**What you need to do**.
• A. From the article on returning to work, write out the span from "The national voluntary" up to and including "by the pandemic.".
• B. According to the article on returning to work, which two organizations produced the guide A New Reality – Living with Covid-19?

**Supplied passage**.
==================================================
The national voluntary organisation Mental Health Ireland has teamed up with the national mental health stigma reduction partnership Sea Change to produce a guide to returning to work. A New Reality – Living with Covid-19 acknowledges that people will have had different experiences working remotely and some will be feeling a new anxiety about returning to work while others had mental health problems that may have been further exacerbated by the pandemic.

A New Reality – Living with Covid-19 acknowledges that people will have had different experiences working remotely and some will be feeling a new anxiety about returning to work. Photograph: iStock
A New Reality – Living with Covid-19 acknowledges that people will have had different experiences working remotely and some will be feeling a new anxiety about returning to work. Photograph: iStock

Many people will be dealing with varying senses of loss, due to the death of loved ones or even the loss of social connection with colleagues or loss of freedom. Yet, in spite of these losses – or because of them – people might react differently when back in the workplace.

Miffy Hoad, development officer with Mental Health Ireland for Cavan-Monaghan, helped develop the guide. She says people managing resource centres had particular concerns about reopening premises during the pandemic. “Many of these places are about reducing barriers for those who are vulnerable and in distress to come in so having to wear masks and put up Perspex makes it very difficult for everyone,” says Hoad.
==================================================
**Supplied information**.

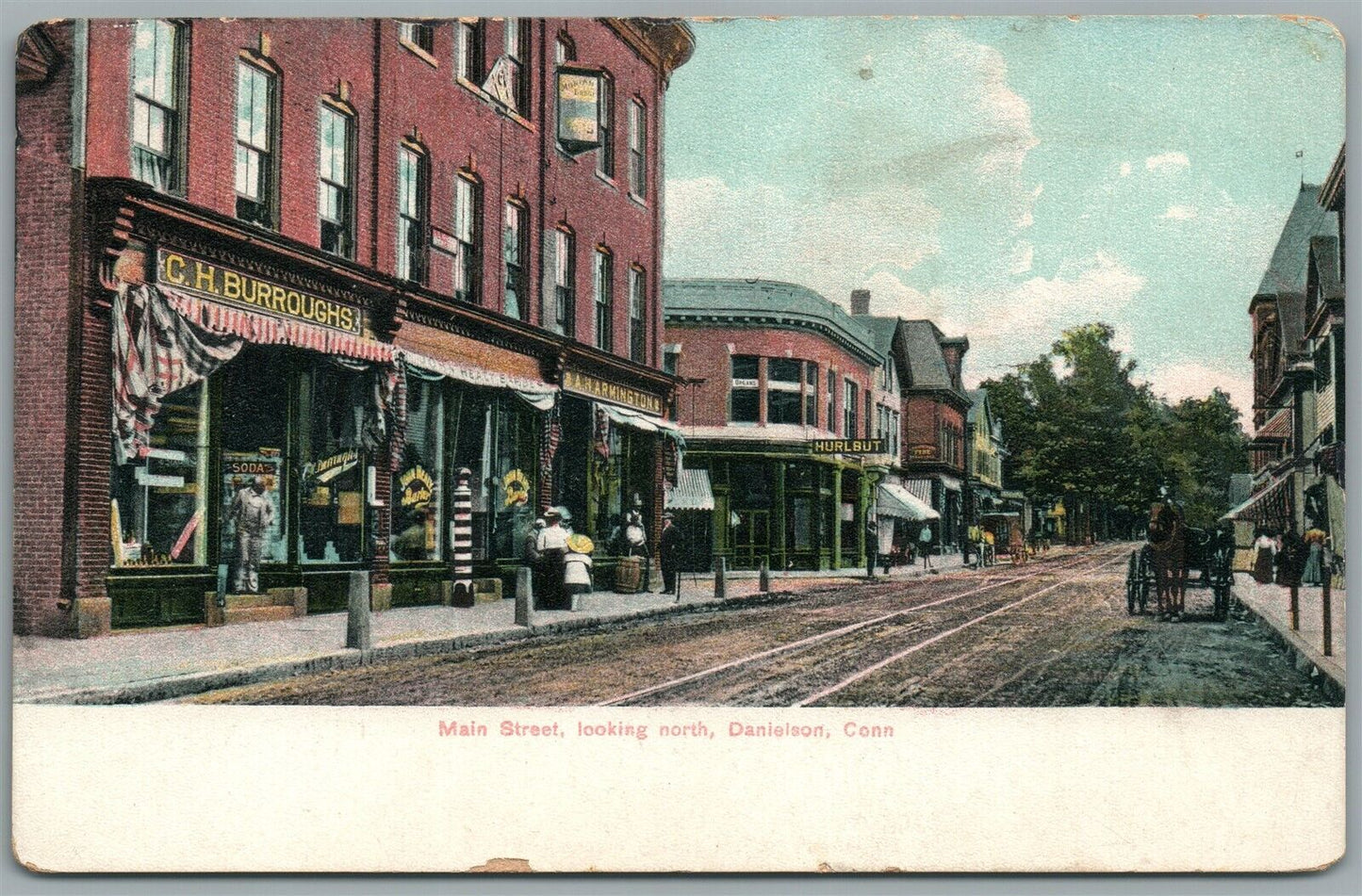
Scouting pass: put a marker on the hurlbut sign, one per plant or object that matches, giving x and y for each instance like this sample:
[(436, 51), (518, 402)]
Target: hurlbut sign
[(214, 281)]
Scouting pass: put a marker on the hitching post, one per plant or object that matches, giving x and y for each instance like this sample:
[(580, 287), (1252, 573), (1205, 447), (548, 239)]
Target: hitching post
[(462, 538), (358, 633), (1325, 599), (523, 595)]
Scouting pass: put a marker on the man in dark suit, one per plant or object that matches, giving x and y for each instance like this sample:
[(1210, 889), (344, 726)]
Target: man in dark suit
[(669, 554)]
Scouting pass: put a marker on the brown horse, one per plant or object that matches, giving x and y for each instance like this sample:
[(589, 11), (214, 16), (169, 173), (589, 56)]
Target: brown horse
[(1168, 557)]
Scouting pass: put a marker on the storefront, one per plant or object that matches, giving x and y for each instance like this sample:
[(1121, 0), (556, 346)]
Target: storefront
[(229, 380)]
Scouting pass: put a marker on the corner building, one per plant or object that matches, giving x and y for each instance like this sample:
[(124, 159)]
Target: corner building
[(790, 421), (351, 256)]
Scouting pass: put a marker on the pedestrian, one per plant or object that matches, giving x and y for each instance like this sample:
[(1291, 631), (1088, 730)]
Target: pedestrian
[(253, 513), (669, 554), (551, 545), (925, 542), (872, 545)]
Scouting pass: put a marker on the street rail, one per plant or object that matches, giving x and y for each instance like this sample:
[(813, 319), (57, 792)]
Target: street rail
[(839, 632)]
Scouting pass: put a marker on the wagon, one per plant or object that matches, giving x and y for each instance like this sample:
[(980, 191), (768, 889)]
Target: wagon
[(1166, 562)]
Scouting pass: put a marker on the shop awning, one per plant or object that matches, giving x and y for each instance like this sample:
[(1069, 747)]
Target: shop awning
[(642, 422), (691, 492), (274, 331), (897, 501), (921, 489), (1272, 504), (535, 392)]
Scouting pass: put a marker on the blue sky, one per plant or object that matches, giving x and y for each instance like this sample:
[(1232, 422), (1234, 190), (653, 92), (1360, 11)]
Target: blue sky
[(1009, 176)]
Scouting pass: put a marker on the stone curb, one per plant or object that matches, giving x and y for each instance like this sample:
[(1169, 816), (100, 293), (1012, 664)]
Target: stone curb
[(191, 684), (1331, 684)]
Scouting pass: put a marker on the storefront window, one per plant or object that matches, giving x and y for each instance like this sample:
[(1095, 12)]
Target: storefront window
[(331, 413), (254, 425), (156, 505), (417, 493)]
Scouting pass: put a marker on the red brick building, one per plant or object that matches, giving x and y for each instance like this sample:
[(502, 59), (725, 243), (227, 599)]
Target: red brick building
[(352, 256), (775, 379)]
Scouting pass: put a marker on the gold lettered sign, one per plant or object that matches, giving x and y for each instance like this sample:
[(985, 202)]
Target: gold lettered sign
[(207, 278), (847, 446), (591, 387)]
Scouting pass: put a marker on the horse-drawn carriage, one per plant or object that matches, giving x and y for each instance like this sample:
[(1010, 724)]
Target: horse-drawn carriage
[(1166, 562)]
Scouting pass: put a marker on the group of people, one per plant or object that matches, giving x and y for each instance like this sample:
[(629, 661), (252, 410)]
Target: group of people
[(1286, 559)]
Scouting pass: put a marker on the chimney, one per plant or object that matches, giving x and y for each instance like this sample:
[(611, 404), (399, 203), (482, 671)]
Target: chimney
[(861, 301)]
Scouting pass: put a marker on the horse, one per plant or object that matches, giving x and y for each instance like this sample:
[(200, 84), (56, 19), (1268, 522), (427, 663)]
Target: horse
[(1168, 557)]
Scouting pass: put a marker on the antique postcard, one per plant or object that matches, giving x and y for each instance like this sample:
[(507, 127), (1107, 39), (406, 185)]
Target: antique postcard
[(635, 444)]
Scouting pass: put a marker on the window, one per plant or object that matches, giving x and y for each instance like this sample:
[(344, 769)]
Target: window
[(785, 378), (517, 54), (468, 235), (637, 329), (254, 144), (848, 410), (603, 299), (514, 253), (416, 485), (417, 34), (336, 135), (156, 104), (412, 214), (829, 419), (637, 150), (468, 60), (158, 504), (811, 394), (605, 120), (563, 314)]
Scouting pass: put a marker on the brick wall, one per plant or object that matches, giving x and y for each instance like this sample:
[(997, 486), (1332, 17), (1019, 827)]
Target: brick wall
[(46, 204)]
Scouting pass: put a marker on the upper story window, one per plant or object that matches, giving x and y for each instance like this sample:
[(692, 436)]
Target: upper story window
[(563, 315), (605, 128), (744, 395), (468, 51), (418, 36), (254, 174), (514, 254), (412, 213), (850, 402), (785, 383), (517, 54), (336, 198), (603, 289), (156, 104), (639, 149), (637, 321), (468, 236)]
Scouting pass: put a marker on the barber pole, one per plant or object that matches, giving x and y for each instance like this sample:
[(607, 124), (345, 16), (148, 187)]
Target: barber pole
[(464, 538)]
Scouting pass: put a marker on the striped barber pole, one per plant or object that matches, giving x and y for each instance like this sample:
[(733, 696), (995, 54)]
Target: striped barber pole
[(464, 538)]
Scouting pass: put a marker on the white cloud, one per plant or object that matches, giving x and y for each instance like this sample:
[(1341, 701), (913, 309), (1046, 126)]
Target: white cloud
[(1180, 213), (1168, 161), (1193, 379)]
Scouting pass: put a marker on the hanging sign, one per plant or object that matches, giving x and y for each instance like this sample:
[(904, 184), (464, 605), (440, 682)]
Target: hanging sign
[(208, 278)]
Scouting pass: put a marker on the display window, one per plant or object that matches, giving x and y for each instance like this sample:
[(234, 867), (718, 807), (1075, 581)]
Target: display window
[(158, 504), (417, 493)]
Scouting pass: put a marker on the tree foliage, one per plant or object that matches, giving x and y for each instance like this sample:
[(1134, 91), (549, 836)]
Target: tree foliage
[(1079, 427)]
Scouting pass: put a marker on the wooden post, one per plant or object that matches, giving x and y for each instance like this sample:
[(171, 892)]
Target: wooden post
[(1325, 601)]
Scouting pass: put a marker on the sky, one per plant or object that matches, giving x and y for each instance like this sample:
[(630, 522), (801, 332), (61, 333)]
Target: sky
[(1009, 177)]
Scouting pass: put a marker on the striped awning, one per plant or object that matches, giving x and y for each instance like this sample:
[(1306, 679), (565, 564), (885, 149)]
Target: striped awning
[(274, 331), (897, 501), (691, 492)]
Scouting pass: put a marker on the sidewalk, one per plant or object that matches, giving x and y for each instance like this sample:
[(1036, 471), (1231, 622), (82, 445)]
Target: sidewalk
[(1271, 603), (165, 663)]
==================================================
**Responses to the exercise**.
• A.
The national voluntary organisation Mental Health Ireland has teamed up with the national mental health stigma reduction partnership Sea Change to produce a guide to returning to work. A New Reality – Living with Covid-19 acknowledges that people will have had different experiences working remotely and some will be feeling a new anxiety about returning to work while others had mental health problems that may have been further exacerbated by the pandemic.

• B. Mental Health Ireland and Sea Change.